-- Excerpted passage --
# Lifting



## canadianGTO (Aug 8, 2009)

I did a search of previous posts but could not find the answer, so here is my question.
When lifting the with a floor jack under the differential pumpkin, do you include the aluminum cover lip in the floor jacks cup, or avoid it by only jacking up by the pumpkin only. 
I usually on my other vehicles include the cover, but was afraid of the GTO's aluminum one might crack.


----------



## SANDU002 (Oct 13, 2004)

You can use the cover. I have done it several times.


----------



## canadianGTO (Aug 8, 2009)

Thanks.


----------



## AlaGreyGoat (Jul 6, 2006)

Here is the pic of the lifting points for the GTO.
I personally wouldn't use the rearend pumpkin location.
The rear rubber mount and the cradle, itself, is pretty
fragile and this is a HEAVY car.

SEE: GTO Lifting Locations.gif


(1) Suspension Contact Hoist Lifting Locations 
(2) Preferred Frame Contact Lifting and Jacking Locations 
(3) Spare Tire Service Jack Lifting Locations and Optional Vehicle Jacking Locations 
(4) Optional Floor Jack Lifting Locations


----------



## canadianGTO (Aug 8, 2009)

Thanks for the detailed diagram.
I can only see lifting it in my garage by the pumpkin in order to be able to use the frame lifting points for the jack stands, am I correct with that assumption?

-- Records shown --

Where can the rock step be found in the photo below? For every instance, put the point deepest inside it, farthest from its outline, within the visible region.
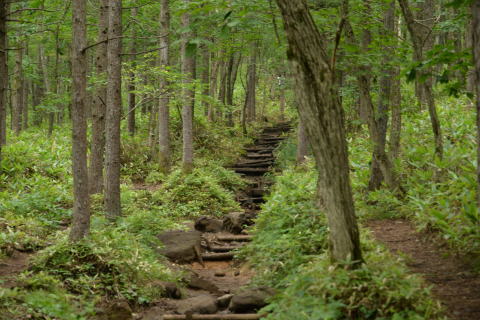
(218, 256)
(239, 238)
(246, 316)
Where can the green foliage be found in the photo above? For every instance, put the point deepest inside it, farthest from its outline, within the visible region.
(110, 263)
(289, 253)
(204, 191)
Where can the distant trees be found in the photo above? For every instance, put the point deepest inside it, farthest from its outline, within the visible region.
(114, 105)
(321, 112)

-- Required tasks --
**a)** Add 66 to every coordinate in the answers of the records, starting at the line that contains "Where can the green" and running through the end of the records, and give those lines again with the requests included.
**b)** Continue the forum thread on lifting a GTO from where it stops.

-- Written responses --
**a)**
Where can the green foliage be found in the photo above? For every instance, put the point deepest inside it, farthest from its outline, within the visible region.
(176, 329)
(355, 319)
(270, 257)
Where can the distant trees be found in the photo above? For every instance, put the point deepest inside it, farthest from its outline, within the visible region.
(180, 171)
(387, 178)

**b)**
----------



## svede1212 (Nov 1, 2005)

canadianGTO said:


> Thanks for the detailed diagram.
> I can only see lifting it in my garage by the pumpkin in order to be able to use the frame lifting points for the jack stands, am I correct with that assumption?


I'v done the same thing countless times to get the floor jacks under the subframe. I also lift the front by the crossmember at the back end of the skid plate for the same reason


----------



## GM4life (Mar 18, 2007)

canadianGTO said:


> Thanks for the detailed diagram.
> I can only see lifting it in my garage by the pumpkin in order to be able to use the frame lifting points for the jack stands, am I correct with that assumption?


Yes, I use the pumpkin instead of the little tab on the diff mount because it gives me the extra inch or two for my little Al lightweight jack.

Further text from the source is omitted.